BRIEF:
Where "trim" appears in a line of the entries below, that line should be copied.

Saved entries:
--------------------
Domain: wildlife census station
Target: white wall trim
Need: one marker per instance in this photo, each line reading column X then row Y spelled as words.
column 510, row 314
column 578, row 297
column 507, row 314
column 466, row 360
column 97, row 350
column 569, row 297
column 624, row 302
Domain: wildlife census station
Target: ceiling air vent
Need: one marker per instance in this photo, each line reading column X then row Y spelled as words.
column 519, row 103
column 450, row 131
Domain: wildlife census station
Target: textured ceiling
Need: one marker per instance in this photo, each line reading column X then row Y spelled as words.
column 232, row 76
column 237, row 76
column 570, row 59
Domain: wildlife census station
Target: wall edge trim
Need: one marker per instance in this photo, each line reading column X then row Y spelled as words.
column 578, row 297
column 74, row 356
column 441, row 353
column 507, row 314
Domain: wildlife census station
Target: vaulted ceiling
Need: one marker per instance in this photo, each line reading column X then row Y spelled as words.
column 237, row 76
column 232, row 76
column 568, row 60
--------------------
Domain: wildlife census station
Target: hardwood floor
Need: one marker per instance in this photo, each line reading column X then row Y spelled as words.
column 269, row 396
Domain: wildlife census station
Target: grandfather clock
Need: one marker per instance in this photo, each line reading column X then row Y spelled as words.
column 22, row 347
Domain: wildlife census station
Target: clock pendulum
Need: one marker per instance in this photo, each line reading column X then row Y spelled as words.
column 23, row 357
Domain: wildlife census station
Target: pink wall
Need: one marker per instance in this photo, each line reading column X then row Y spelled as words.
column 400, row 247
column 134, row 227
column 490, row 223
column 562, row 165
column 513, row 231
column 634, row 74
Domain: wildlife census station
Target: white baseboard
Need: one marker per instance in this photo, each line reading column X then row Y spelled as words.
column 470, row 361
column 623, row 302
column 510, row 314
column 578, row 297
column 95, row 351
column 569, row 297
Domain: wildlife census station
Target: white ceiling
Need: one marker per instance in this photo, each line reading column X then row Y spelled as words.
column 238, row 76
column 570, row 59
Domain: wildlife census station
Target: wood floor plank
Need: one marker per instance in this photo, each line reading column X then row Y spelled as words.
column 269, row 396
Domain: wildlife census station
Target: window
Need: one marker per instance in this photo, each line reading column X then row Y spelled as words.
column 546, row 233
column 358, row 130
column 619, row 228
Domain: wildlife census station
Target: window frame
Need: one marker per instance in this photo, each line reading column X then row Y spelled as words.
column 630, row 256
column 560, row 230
--------------------
SOLUTION TO THE PROBLEM:
Target: white wall trim
Target: wall edge trim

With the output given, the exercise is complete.